Material provided ::
++++++++++++++++++++

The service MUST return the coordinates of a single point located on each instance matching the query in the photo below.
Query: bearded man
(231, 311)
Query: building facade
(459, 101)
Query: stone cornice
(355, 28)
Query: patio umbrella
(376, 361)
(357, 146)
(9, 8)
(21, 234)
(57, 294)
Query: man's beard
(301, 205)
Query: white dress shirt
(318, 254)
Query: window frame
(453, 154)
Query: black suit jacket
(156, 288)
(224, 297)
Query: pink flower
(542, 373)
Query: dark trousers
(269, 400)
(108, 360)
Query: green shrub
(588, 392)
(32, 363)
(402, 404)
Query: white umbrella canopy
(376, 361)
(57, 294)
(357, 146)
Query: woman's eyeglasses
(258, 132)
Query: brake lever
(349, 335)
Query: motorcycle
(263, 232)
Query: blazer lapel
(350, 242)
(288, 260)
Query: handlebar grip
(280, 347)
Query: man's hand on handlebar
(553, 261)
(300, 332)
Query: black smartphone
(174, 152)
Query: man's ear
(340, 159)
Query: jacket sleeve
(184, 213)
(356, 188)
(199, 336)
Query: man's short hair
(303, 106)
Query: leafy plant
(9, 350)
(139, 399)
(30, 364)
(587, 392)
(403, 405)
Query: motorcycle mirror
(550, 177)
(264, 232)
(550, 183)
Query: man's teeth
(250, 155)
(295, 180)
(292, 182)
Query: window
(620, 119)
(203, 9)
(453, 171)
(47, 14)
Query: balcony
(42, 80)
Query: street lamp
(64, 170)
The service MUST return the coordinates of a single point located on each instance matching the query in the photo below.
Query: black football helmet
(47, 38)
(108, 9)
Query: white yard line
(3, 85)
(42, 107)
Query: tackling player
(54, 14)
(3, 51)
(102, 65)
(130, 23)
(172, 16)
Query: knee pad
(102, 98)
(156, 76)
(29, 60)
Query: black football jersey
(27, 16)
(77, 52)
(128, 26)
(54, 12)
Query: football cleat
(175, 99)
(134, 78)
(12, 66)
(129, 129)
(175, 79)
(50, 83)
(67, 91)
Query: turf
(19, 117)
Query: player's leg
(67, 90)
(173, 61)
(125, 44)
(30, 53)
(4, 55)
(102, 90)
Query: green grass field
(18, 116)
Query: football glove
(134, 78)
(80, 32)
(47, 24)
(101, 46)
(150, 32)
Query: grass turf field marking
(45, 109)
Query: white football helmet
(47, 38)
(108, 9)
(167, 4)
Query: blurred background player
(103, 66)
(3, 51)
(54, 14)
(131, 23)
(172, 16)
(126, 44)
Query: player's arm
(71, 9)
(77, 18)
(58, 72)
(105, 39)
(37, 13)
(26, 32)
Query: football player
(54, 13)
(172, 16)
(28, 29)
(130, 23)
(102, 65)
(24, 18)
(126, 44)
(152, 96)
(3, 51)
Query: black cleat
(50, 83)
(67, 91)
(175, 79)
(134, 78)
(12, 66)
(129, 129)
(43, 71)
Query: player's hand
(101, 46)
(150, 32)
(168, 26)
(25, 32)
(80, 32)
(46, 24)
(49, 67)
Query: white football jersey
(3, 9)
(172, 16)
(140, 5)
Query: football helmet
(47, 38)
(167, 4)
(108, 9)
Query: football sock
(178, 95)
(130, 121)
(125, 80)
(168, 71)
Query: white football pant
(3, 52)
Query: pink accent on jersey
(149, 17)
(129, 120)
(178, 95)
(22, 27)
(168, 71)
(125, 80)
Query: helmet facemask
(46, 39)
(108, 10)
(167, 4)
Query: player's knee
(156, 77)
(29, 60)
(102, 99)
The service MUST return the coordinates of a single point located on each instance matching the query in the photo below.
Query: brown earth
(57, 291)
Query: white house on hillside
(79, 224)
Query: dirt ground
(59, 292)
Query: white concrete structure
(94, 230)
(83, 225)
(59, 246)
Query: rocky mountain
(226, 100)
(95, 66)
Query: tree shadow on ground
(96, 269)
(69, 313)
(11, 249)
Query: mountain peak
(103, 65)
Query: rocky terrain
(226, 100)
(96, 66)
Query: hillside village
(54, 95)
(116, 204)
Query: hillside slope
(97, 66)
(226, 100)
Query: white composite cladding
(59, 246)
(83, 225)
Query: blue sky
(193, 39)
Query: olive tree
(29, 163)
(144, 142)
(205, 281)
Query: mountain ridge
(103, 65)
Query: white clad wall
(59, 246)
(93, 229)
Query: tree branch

++++++++++++++++++++

Exercise brief :: Copy down the whole of the data above, matching it exactly.

Task solution ::
The service MUST return the coordinates of a single point located on each instance matching the query in the photo below.
Query: bearded man
(231, 311)
Query: building facade
(459, 101)
Query: stone cornice
(355, 28)
Query: patio umbrella
(376, 361)
(357, 146)
(9, 8)
(21, 234)
(57, 294)
Query: man's beard
(301, 205)
Query: white dress shirt
(318, 254)
Query: window frame
(453, 154)
Query: black suit jacket
(156, 288)
(224, 297)
Query: pink flower
(542, 373)
Query: dark trousers
(269, 400)
(108, 360)
Query: green shrub
(588, 392)
(32, 363)
(402, 404)
Query: white umbrella canopy
(376, 361)
(57, 294)
(357, 146)
Query: woman's eyeglasses
(258, 132)
Query: brake lever
(349, 335)
Query: motorcycle
(263, 232)
Query: blazer lapel
(350, 242)
(288, 260)
Query: handlebar grip
(280, 347)
Query: man's hand on handlebar
(553, 261)
(300, 332)
Query: black smartphone
(174, 152)
Query: man's ear
(340, 159)
Query: jacket sleeve
(184, 213)
(356, 188)
(199, 336)
Query: man's short hair
(303, 106)
Query: leafy plant
(9, 350)
(139, 399)
(30, 364)
(587, 392)
(403, 405)
Query: motorcycle mirror
(550, 177)
(264, 232)
(550, 183)
Query: man's teeth
(250, 155)
(295, 180)
(292, 182)
Query: window
(620, 119)
(203, 9)
(453, 171)
(47, 14)
Query: balcony
(42, 80)
Query: street lamp
(64, 170)
The service MUST return the coordinates of a single point located on each instance matching the query in the photo below.
Query: black football helmet
(47, 38)
(108, 9)
Query: white yard line
(3, 85)
(42, 107)
Query: tackling player
(54, 14)
(3, 51)
(102, 65)
(130, 23)
(172, 16)
Query: knee pad
(102, 98)
(156, 76)
(29, 60)
Query: black football jersey
(27, 16)
(77, 52)
(128, 26)
(54, 12)
Query: football cleat
(175, 99)
(134, 78)
(12, 66)
(129, 129)
(175, 79)
(50, 83)
(67, 91)
Query: turf
(19, 117)
Query: player's leg
(67, 90)
(173, 61)
(125, 44)
(30, 53)
(4, 55)
(102, 90)
Query: green grass field
(18, 116)
Query: football glove
(134, 78)
(80, 32)
(47, 24)
(101, 46)
(150, 32)
Query: grass turf field marking
(45, 109)
Query: white football helmet
(47, 38)
(108, 9)
(167, 4)
Query: blurred background player
(103, 66)
(3, 51)
(54, 14)
(131, 23)
(172, 16)
(126, 44)
Query: player's arm
(71, 9)
(77, 18)
(58, 72)
(105, 39)
(37, 13)
(26, 32)
Query: football player
(54, 13)
(172, 16)
(28, 29)
(130, 23)
(102, 65)
(24, 18)
(126, 44)
(152, 96)
(3, 51)
Query: black cleat
(50, 83)
(67, 91)
(175, 79)
(134, 78)
(12, 66)
(129, 129)
(43, 71)
Query: player's hand
(101, 46)
(150, 32)
(168, 26)
(25, 32)
(80, 32)
(46, 24)
(49, 67)
Query: white football jersey
(3, 9)
(172, 16)
(140, 5)
Query: football helmet
(47, 38)
(167, 4)
(108, 9)
Query: football sock
(178, 95)
(130, 121)
(125, 80)
(168, 71)
Query: white football pant
(3, 52)
Query: pink accent on jersey
(149, 17)
(129, 120)
(178, 95)
(22, 27)
(168, 71)
(125, 80)
Query: helmet facemask
(46, 39)
(108, 10)
(167, 4)
Query: player's knee
(156, 77)
(29, 60)
(102, 99)
The service MUST return the coordinates of a single point located on each instance matching the query in the photo below.
Query: brown earth
(57, 291)
Query: white house on hillside
(79, 224)
Query: dirt ground
(59, 292)
Query: white concrete structure
(94, 230)
(83, 225)
(59, 246)
Query: rocky mountain
(226, 100)
(95, 66)
Query: tree shadow on ground
(96, 269)
(69, 313)
(11, 249)
Query: mountain peak
(103, 65)
Query: rocky terrain
(226, 100)
(96, 66)
Query: hillside village
(54, 95)
(116, 204)
Query: hillside slope
(97, 66)
(226, 100)
Query: white composite cladding
(59, 246)
(83, 225)
Query: blue sky
(193, 39)
Query: olive tree
(29, 163)
(144, 142)
(205, 281)
Query: mountain ridge
(103, 65)
Query: white clad wall
(59, 246)
(93, 229)
Query: tree branch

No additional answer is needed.